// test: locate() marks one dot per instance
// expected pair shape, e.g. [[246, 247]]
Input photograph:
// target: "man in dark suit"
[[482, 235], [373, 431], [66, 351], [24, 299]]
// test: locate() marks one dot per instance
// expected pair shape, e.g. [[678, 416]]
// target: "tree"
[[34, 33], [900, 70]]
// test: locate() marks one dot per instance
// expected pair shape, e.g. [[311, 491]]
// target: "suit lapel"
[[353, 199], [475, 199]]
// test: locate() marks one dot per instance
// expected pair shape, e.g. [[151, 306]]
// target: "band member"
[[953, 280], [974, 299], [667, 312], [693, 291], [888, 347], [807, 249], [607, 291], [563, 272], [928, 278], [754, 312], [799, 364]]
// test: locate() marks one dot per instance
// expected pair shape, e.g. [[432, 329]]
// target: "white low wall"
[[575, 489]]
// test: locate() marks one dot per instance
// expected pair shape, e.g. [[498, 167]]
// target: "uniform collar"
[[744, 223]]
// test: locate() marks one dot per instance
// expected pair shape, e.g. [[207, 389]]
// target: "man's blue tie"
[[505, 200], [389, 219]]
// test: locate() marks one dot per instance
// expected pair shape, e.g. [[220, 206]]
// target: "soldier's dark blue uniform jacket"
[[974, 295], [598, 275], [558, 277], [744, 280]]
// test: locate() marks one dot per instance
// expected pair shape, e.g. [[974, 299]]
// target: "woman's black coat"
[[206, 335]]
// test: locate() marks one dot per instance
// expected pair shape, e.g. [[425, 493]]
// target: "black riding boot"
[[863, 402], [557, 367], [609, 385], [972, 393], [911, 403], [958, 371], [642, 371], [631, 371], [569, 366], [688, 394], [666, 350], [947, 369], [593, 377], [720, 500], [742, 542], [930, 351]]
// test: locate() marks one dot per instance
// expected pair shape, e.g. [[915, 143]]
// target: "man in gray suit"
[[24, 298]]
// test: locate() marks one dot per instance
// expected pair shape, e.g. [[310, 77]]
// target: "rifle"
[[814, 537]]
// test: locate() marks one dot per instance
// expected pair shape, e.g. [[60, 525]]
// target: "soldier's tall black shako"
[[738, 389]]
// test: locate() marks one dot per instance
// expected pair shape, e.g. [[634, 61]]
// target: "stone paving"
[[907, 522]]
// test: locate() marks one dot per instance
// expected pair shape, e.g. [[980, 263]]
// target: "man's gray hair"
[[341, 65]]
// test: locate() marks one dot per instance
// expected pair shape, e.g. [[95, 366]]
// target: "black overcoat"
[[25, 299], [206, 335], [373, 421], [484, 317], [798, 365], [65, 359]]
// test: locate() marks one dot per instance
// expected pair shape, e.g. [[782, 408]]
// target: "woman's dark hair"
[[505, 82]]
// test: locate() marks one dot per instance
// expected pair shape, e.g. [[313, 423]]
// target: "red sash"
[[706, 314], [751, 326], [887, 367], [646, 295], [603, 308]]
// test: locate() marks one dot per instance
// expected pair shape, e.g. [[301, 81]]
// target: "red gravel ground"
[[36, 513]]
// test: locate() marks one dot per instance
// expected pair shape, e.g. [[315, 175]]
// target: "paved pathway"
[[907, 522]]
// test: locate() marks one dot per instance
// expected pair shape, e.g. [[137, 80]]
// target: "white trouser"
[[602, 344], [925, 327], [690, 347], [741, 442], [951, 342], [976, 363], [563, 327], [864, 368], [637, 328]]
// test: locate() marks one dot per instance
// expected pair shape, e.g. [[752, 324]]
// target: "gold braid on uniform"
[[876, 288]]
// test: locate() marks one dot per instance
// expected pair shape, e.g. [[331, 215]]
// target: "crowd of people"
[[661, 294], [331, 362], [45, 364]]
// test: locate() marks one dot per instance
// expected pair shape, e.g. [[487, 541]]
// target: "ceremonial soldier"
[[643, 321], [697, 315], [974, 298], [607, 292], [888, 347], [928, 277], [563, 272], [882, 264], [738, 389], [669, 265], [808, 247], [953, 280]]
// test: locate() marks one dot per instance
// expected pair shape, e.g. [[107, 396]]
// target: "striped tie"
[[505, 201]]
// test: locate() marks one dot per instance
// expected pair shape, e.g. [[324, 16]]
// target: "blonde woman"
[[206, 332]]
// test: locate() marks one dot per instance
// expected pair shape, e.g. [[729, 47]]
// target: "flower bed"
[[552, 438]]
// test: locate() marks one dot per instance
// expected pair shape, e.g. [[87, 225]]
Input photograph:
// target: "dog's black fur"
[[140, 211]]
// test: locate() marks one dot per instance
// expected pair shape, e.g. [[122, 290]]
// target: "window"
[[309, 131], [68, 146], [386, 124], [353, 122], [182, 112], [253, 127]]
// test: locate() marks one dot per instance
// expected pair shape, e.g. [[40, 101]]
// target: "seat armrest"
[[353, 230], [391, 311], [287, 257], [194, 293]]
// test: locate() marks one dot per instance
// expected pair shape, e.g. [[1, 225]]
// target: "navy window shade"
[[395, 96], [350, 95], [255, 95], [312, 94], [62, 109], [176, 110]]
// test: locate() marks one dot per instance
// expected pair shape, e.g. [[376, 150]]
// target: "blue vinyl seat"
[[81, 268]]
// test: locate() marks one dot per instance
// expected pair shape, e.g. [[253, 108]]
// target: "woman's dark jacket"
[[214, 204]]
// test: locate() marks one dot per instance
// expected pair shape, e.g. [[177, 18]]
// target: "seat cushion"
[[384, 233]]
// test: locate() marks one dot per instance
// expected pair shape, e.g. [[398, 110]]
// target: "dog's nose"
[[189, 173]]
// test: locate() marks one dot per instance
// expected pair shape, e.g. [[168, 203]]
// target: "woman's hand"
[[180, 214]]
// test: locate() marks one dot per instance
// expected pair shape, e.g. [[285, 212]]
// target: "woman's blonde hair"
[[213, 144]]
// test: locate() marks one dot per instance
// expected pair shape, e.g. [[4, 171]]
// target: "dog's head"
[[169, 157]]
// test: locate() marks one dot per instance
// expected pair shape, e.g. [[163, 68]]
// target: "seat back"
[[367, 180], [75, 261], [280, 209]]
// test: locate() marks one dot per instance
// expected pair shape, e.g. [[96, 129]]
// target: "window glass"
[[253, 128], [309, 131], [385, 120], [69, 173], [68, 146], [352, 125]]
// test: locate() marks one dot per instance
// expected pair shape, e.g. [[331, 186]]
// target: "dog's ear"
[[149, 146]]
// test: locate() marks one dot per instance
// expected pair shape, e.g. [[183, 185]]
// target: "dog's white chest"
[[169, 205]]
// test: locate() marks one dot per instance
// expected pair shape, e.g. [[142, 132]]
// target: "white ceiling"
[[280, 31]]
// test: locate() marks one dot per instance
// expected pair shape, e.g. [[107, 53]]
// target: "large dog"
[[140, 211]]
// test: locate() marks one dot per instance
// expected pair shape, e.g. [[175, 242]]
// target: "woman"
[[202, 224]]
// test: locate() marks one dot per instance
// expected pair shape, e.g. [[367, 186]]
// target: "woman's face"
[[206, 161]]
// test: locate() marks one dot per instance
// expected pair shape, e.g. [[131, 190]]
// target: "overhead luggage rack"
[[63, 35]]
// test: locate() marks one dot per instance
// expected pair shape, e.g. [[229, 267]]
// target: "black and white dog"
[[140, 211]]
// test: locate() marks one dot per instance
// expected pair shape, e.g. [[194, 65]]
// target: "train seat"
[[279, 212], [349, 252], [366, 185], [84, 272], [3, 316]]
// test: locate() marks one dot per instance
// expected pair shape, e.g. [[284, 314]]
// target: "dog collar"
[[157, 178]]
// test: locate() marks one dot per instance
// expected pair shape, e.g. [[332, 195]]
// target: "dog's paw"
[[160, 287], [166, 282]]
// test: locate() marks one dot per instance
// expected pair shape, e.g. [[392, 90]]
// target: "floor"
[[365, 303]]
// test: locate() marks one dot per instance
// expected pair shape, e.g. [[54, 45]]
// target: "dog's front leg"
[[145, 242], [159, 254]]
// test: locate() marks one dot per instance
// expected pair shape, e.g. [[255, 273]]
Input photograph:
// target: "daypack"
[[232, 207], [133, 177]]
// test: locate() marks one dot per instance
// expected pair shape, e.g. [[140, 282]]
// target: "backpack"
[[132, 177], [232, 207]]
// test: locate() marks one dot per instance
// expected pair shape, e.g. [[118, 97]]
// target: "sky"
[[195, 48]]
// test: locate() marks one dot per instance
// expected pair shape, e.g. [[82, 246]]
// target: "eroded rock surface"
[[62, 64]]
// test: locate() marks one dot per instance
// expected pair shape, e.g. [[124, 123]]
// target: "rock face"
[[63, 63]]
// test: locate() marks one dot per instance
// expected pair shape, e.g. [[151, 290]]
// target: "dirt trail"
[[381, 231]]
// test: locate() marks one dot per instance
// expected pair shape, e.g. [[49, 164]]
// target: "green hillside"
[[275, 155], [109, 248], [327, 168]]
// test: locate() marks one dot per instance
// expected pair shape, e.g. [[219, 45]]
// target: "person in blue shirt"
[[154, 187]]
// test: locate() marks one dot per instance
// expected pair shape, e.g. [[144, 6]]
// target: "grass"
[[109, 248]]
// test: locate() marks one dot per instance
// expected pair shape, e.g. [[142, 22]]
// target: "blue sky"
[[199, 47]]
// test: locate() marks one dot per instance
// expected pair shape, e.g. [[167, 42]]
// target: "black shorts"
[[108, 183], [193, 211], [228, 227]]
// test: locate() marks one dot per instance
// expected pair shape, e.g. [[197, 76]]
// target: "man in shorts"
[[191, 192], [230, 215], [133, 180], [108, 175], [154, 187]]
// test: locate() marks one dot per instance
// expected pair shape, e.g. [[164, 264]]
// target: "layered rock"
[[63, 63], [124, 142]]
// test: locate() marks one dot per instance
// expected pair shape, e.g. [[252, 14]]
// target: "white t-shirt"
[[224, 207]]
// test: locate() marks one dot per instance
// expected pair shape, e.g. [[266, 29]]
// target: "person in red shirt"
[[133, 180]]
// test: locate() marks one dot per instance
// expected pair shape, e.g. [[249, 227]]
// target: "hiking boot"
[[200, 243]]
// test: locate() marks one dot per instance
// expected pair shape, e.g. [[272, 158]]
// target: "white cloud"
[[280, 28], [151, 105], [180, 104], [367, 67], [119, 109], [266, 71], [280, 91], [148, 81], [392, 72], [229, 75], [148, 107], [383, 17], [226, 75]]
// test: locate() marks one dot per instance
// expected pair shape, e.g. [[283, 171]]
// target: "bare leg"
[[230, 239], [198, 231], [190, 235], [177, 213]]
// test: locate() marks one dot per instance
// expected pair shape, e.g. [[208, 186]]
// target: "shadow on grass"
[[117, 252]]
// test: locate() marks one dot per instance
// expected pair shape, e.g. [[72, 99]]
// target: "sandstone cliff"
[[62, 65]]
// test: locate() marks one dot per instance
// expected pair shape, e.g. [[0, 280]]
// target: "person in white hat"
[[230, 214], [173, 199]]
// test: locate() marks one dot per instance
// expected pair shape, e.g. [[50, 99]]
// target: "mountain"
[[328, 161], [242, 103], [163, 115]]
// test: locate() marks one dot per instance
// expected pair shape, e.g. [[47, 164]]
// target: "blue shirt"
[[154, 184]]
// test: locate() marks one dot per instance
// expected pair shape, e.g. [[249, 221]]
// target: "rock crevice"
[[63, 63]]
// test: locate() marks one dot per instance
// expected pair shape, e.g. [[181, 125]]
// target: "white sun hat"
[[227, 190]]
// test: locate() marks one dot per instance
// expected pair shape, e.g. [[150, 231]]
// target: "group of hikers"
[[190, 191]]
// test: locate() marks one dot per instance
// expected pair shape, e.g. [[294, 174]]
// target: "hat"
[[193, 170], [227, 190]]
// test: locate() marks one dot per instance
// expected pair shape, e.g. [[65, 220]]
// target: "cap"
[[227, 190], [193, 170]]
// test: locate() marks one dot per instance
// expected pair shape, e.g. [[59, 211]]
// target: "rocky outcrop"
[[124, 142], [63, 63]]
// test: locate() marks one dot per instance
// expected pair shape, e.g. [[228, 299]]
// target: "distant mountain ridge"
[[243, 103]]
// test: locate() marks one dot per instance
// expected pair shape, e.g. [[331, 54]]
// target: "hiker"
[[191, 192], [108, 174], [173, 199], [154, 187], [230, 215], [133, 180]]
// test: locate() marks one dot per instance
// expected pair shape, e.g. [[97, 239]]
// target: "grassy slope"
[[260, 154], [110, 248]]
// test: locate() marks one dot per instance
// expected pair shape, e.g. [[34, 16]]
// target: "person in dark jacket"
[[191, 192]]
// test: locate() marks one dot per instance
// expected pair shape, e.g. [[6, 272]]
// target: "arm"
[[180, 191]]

What to work on —
Please print the lines from the start of the records up to and including the line with "e.g. [[678, 416]]", copying each one exactly and leaving out the rest.

Task solution —
// test: locate() marks one dot per instance
// expected pair shape, e.g. [[246, 247]]
Input photograph:
// target: "man in dark suit"
[[482, 235], [373, 431], [66, 351], [24, 299]]
// test: locate() marks one dot per instance
// expected pair shape, e.g. [[678, 416]]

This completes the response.